Given passage –
□ □ □ □
Anger is a widely misunderstood term and often perceived as a "negative" emotion. Six common emotions are recognized: anger, disgust, fear, happiness, sadness, and surprise. Anger is considered to be especially worrisome as it can harm or hurt others. It can be equally dangerous if it leads to self-harm. When there is a gap between our expectations and the reality, anger emerges.
Have you ever said or done something when angry, which you later regretted? Most of us have. Anger can be either constructive or destructive, but a lot of us do unhealthy things with our anger. Anger is like a child; you don't want it to drive the car but you don't want to stuff it in the trunk either.
Research from McLean Hospital suggests that even seemingly benign anger might affect young children's developing brains in subtle ways. According to research by Martin Teicher, an associate professor of psychiatry at HMS and McLean, verbal abuse from peers and parents alters growing brains in ways that last into adulthood.
An elderly couple is sitting together and having dinner. The husband takes a deep breath and apologizes to his wife for letting out his anger so often and wonders how she manages to stay calm when he explodes like that. She replies that she rushes to clean the toilet when he has an outburst. He seems shocked and asks how that helps. She replies quietly, "I do it with your toothbrush."
Although the above is meant to be a joke, leaving aside the unhygienic consequences and the revenge-mongering attitude, we should know how to channelise anger. We can either get aggressive, blame others, do reckless acts, like binge eating, or even turn violent. We could, on the other hand, stuff our anger deep within. Research has shown that either way a host of physiological changes occur and lead to many ailments if left unchecked.
Anger management is a therapeutic program for anger prevention and control. Although you may not always like the presence of your anger, you can make choices about how you handle it.
According to Shauna Shapiro, an internationally recognized expert on mindfulness, refers to the practice as paying attention with kindness and curiosity. Mindfulness helps our prefrontal cortex (the part of the brain that helps us make rational decisions) to take the driver's seat when anger wants to hijack it. Take deep breaths, for example. Though this is the most obvious, we tend to forget it when we feel angry. Taking deep breaths helps to activate the parasympathetic system that soothes our threat response or anger.
2. Muscle Relaxation
We can often feel anger building in our bodies. Make a conscious effort to unclench your fists and loosen up a little. Once we let our bodies loose, it automatically changes our mood. Once you are relaxed, make sure to write what made you angry in the first place.
□ □ □ □
What is expected – Extend the article on anger management, beginning after its final sentence.

Photo-based referring expression data
□ □ □ □
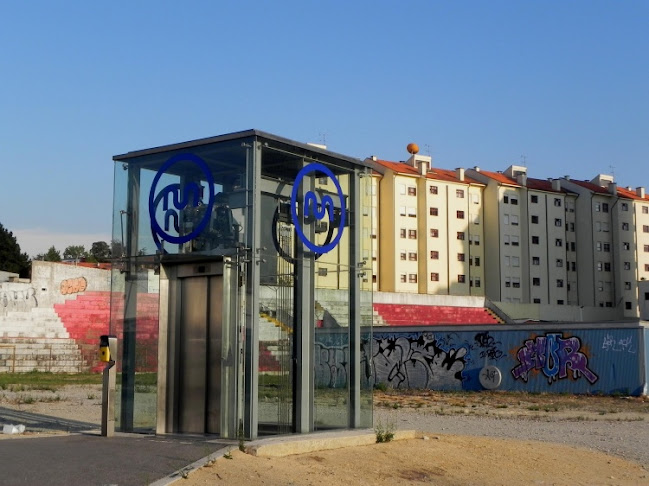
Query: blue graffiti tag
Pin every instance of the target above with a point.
(553, 355)
(175, 198)
(311, 207)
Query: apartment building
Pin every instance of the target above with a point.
(526, 238)
(430, 229)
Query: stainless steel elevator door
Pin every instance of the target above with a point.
(199, 348)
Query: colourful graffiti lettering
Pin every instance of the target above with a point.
(553, 355)
(73, 285)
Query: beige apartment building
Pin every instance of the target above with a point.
(430, 229)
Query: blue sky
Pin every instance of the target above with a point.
(560, 85)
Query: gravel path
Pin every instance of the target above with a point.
(628, 440)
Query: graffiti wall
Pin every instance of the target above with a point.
(567, 361)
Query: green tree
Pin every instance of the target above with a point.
(11, 258)
(100, 251)
(74, 252)
(52, 255)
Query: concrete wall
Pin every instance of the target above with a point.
(556, 359)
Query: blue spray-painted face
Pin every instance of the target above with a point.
(318, 210)
(175, 198)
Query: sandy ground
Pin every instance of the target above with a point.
(434, 459)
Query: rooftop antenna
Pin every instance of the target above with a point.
(612, 169)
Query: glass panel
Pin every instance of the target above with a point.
(276, 320)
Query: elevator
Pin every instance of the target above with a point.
(198, 356)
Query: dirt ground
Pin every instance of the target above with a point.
(433, 459)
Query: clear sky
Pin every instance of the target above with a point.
(561, 86)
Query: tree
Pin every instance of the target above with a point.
(100, 251)
(11, 258)
(74, 252)
(52, 255)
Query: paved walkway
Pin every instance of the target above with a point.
(85, 457)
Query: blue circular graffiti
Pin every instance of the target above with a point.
(181, 197)
(311, 205)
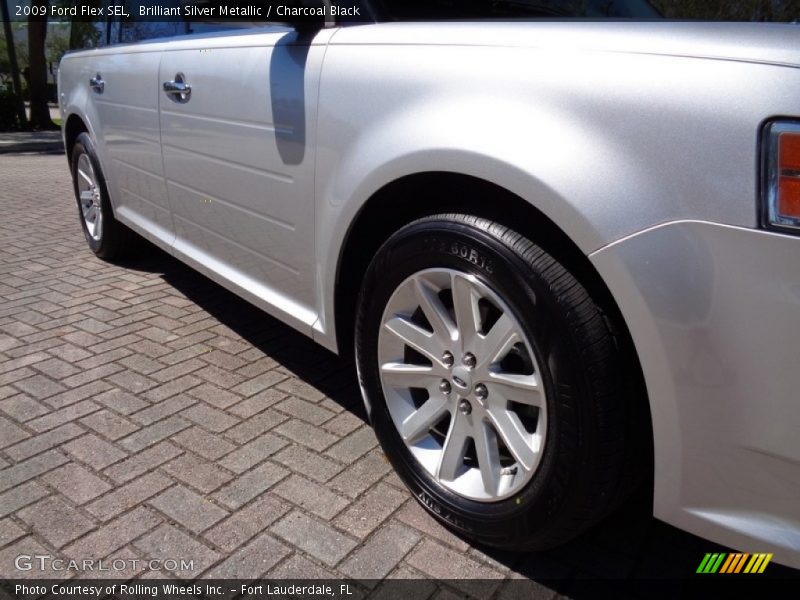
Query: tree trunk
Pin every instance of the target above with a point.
(37, 75)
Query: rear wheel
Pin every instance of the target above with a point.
(107, 237)
(493, 382)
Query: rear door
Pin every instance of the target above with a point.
(238, 136)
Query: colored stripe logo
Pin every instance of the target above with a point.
(734, 563)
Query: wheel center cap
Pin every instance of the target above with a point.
(463, 379)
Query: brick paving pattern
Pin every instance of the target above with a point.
(145, 412)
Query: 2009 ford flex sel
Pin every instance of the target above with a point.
(565, 254)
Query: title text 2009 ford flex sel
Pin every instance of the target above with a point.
(565, 254)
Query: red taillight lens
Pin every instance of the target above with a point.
(789, 151)
(789, 197)
(782, 174)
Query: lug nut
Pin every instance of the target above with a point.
(447, 359)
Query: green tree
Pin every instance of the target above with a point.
(37, 72)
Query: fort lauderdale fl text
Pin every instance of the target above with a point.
(263, 12)
(168, 589)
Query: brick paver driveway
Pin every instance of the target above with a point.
(147, 413)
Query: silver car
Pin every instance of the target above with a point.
(564, 253)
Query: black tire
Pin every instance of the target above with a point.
(582, 474)
(115, 239)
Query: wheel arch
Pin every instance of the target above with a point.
(73, 127)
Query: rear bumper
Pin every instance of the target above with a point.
(714, 312)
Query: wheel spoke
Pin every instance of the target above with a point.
(488, 457)
(434, 310)
(407, 376)
(515, 388)
(496, 344)
(518, 441)
(454, 448)
(465, 304)
(98, 224)
(90, 213)
(412, 335)
(421, 421)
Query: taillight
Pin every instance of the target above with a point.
(782, 175)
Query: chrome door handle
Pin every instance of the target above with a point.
(178, 89)
(97, 84)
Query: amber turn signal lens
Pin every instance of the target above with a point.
(781, 197)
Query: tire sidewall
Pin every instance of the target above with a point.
(473, 250)
(84, 145)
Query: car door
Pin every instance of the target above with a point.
(237, 137)
(124, 100)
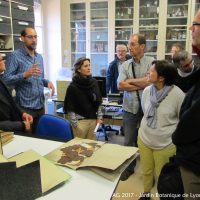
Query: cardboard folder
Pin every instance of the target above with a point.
(51, 175)
(23, 183)
(98, 156)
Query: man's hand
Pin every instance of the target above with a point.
(99, 121)
(32, 71)
(27, 118)
(51, 86)
(27, 126)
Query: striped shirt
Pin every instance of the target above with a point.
(130, 100)
(29, 91)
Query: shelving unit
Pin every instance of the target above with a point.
(108, 23)
(148, 24)
(123, 21)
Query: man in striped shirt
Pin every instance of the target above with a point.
(25, 73)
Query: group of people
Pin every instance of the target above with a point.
(169, 124)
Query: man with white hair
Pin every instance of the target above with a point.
(114, 68)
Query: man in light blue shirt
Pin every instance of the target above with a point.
(130, 85)
(25, 73)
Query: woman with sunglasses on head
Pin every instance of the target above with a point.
(83, 101)
(161, 102)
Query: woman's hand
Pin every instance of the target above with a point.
(100, 121)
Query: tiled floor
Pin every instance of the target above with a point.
(132, 188)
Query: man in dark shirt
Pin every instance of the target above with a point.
(114, 68)
(11, 118)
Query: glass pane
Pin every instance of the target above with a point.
(99, 38)
(78, 31)
(75, 56)
(177, 16)
(99, 64)
(38, 14)
(148, 24)
(197, 5)
(39, 40)
(123, 21)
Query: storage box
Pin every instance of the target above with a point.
(21, 12)
(62, 86)
(19, 25)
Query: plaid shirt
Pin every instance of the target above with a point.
(29, 91)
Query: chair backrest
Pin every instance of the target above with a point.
(55, 127)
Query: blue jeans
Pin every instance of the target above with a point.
(130, 123)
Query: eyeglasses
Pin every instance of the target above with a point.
(31, 36)
(195, 24)
(187, 65)
(133, 44)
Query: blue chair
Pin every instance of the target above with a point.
(54, 127)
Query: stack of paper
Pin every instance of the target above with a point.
(28, 176)
(6, 137)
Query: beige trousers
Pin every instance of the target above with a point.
(85, 129)
(191, 184)
(152, 161)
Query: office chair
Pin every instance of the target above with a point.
(54, 127)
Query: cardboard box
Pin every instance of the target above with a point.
(62, 86)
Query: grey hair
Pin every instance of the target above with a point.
(122, 46)
(181, 56)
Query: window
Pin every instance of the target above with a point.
(39, 24)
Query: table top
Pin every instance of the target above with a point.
(84, 183)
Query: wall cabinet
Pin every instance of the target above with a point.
(14, 16)
(97, 26)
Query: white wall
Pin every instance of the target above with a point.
(52, 38)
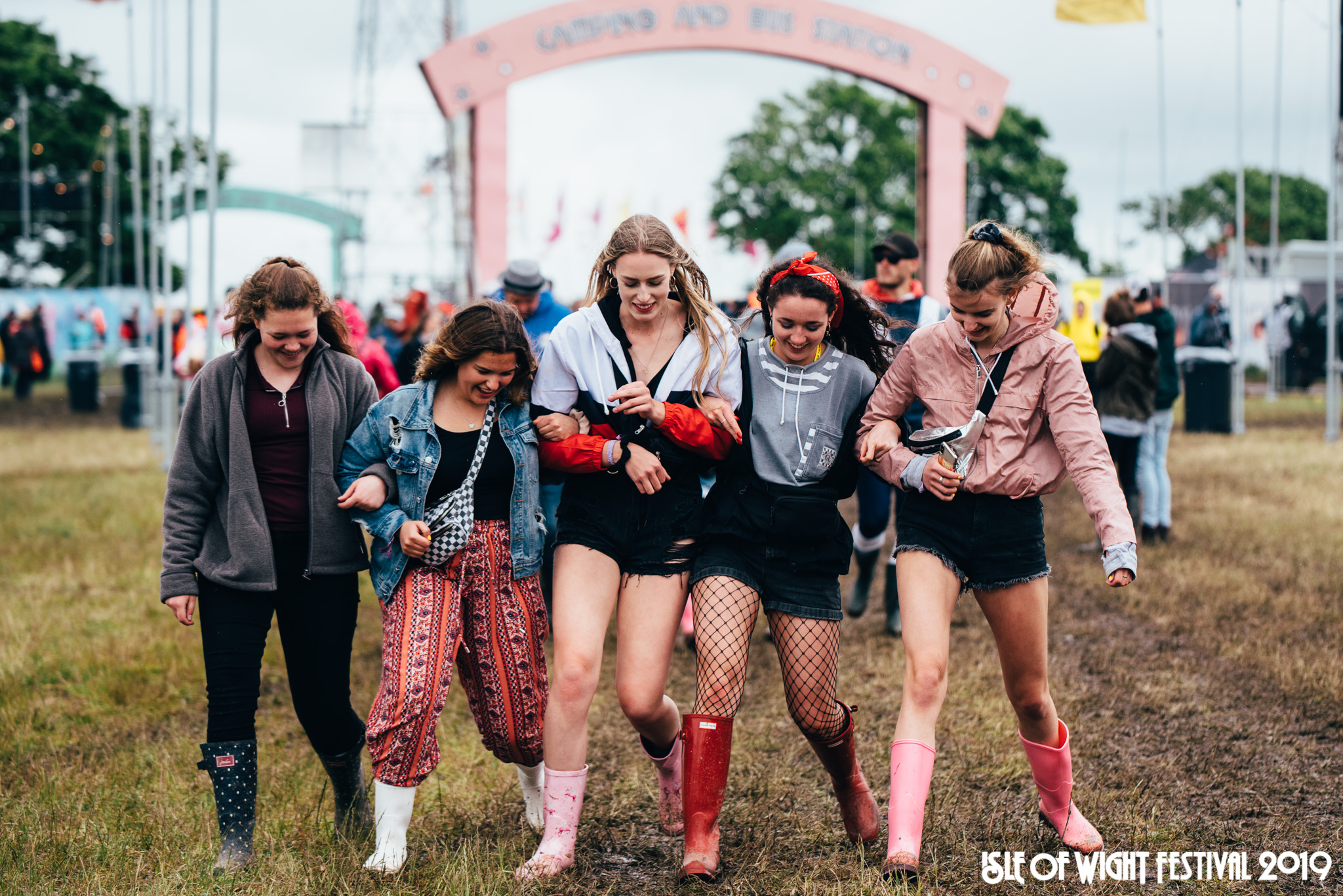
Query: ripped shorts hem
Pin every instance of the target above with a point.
(1008, 583)
(947, 562)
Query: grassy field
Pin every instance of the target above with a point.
(1205, 704)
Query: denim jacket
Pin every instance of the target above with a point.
(399, 431)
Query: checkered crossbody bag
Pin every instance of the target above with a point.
(452, 519)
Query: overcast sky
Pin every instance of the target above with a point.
(649, 132)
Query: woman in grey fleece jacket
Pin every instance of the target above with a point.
(256, 527)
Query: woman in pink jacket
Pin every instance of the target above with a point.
(982, 528)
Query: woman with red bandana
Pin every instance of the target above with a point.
(775, 539)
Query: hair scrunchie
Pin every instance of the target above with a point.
(802, 267)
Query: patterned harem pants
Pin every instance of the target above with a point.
(471, 612)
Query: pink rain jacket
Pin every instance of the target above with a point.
(1043, 426)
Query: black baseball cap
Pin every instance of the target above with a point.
(899, 245)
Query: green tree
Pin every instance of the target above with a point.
(810, 161)
(807, 163)
(68, 112)
(1205, 214)
(1012, 179)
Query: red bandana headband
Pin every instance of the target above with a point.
(801, 267)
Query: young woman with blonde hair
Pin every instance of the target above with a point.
(254, 528)
(980, 526)
(464, 423)
(647, 347)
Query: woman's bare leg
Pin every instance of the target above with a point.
(929, 593)
(586, 587)
(647, 623)
(1020, 619)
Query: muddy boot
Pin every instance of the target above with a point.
(350, 793)
(708, 751)
(857, 805)
(866, 563)
(233, 769)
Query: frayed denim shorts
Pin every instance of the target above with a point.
(988, 540)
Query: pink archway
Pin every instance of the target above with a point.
(955, 92)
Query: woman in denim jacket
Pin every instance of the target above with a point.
(481, 610)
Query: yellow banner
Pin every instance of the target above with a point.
(1099, 12)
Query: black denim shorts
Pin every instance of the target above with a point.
(766, 570)
(644, 534)
(988, 540)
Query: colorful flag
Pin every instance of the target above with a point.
(683, 221)
(1100, 12)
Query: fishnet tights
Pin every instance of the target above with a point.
(724, 617)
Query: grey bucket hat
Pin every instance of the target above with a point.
(523, 277)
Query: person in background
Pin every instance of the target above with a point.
(409, 358)
(1085, 335)
(529, 293)
(1211, 327)
(899, 296)
(26, 351)
(256, 528)
(1126, 393)
(370, 351)
(1154, 481)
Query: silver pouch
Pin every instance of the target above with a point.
(953, 445)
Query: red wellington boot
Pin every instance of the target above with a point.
(704, 781)
(857, 805)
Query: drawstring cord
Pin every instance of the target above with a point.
(986, 370)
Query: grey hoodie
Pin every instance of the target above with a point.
(214, 518)
(799, 413)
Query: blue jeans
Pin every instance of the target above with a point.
(1153, 478)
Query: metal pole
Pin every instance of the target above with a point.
(24, 178)
(212, 179)
(1331, 382)
(137, 218)
(109, 188)
(188, 161)
(1239, 289)
(1273, 354)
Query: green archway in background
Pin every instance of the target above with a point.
(343, 225)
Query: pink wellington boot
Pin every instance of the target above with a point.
(1052, 768)
(563, 806)
(911, 774)
(669, 785)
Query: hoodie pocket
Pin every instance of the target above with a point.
(820, 452)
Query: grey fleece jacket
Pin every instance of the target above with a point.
(214, 518)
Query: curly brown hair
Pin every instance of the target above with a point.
(285, 285)
(862, 328)
(485, 327)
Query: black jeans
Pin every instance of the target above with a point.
(316, 628)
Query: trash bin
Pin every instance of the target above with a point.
(1208, 387)
(82, 382)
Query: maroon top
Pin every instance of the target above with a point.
(277, 426)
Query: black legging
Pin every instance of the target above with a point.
(316, 628)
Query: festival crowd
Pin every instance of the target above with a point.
(512, 436)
□ □ □ □
Task output –
3. Understand Warning Signs
If you're like most people, you can feel an instantaneous onset of rage. Perhaps you switch instantly from being calm to being irritated. However, there are still potential indicators that your anger is intensifying. Early detection of those can assist you in taking appropriate steps to stop your rage from building up.
Consider the symptoms of rage you experience physically. Perhaps your face gets flush or your heart beats more quickly. You might also clench your fists. Additionally, some cognitive alterations might also become apparent. Perhaps you start to "see red" or your thoughts start to race. Recognizing your warning indicators gives you the chance to act right away and stop yourself from saying or doing anything adverse.
4. Change Your Thinking
When you're upset, it's easy to believe that the situation is worse than it is. You can replace unhelpful negative beliefs with more logical ones using a method called cognitive restructuring. For instance, remind yourself, "This is frustrating, but it's not the end of the world," rather than saying "Everything is ruined."
When talking about oneself or others, avoid using the terms "never" or "always." You feel your anger is warranted when someone says things like "This never works" or "You're always forgetting things." Additionally, such words turn off those who might otherwise be eager to collaborate with you to find a solution.
Exercise and sports are good for controlling emotions and managing rage. Walking, running, and gardening reduce anxiety, elevate mood, and provide relief from stress and irritability. According to research, aerobic exercise in particular helps lessen aggression, distress, and anxiety. Even short bouts of exercise may help prevent an angry mood.
According to the journal of the National Medical Association, people who respond negatively to anger are 9% more likely to have heart attacks. Anger management doesn't mean that you have to control your anger all the time. It means you are able to express it according to the situation. Catching your warning signs isn't easy, but practice can help you regulate your response in the long term.